──────── EXTRACTED RECORDS

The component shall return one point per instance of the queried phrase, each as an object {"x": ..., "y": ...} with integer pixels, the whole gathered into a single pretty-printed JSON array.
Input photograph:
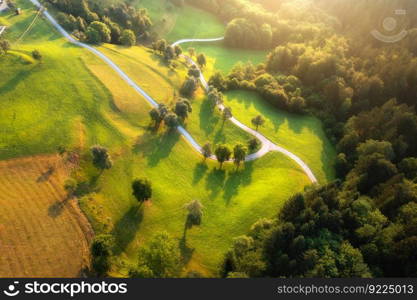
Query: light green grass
[
  {"x": 233, "y": 201},
  {"x": 224, "y": 59},
  {"x": 151, "y": 73},
  {"x": 61, "y": 102},
  {"x": 43, "y": 102},
  {"x": 302, "y": 135},
  {"x": 174, "y": 23}
]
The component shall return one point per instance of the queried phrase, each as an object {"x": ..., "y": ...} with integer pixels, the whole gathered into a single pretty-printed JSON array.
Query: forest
[{"x": 365, "y": 223}]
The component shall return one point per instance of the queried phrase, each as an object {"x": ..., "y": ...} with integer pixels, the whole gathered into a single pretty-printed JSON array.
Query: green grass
[
  {"x": 233, "y": 200},
  {"x": 73, "y": 99},
  {"x": 302, "y": 135},
  {"x": 150, "y": 72},
  {"x": 43, "y": 102},
  {"x": 224, "y": 59},
  {"x": 174, "y": 23}
]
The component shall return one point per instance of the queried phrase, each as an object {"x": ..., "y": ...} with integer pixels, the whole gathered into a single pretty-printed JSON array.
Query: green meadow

────────────────

__GIVEN TASK__: Place every line of the entries above into a JSON list of strings, one string per line, skipping blank lines and leaving out the pictures.

__RESULT OF THE TASK__:
[
  "The component shall return one point per instance of the queried phrase, each as an object {\"x\": ..., \"y\": ...} with integer pixels, the whole gathered into a single pretty-printed JSON array.",
  "Input photograph:",
  "Query: light green grass",
  "[",
  "  {\"x\": 233, \"y\": 201},",
  "  {\"x\": 224, \"y\": 59},",
  "  {\"x\": 151, \"y\": 73},",
  "  {\"x\": 61, \"y\": 102},",
  "  {\"x\": 43, \"y\": 102},",
  "  {\"x\": 302, \"y\": 135},",
  "  {\"x\": 174, \"y\": 23}",
  "]",
  "The component shall return one point per instance of the queried phrase, each as an object {\"x\": ..., \"y\": ...} with integer pixels, the whole gathered into a single pretty-printed JSON array.",
  "Query: forest",
  "[{\"x\": 365, \"y\": 223}]",
  "The component shall return one point per instance of the queried phrase, each as an object {\"x\": ..., \"y\": ...} with integer pixels, the whole gathered into a single pretty-printed JSON array.",
  "Query: green grass",
  "[",
  "  {\"x\": 233, \"y\": 200},",
  "  {\"x\": 73, \"y\": 99},",
  "  {\"x\": 302, \"y\": 135},",
  "  {\"x\": 150, \"y\": 72},",
  "  {\"x\": 43, \"y\": 102},",
  "  {\"x\": 224, \"y\": 59},",
  "  {\"x\": 174, \"y\": 23}",
  "]",
  "The component shall return one point per instance of the queried phrase, each as an object {\"x\": ..., \"y\": ...} with integer pixels, the whole gathered into a single pretty-printed JSON array.",
  "Query: green meadow"
]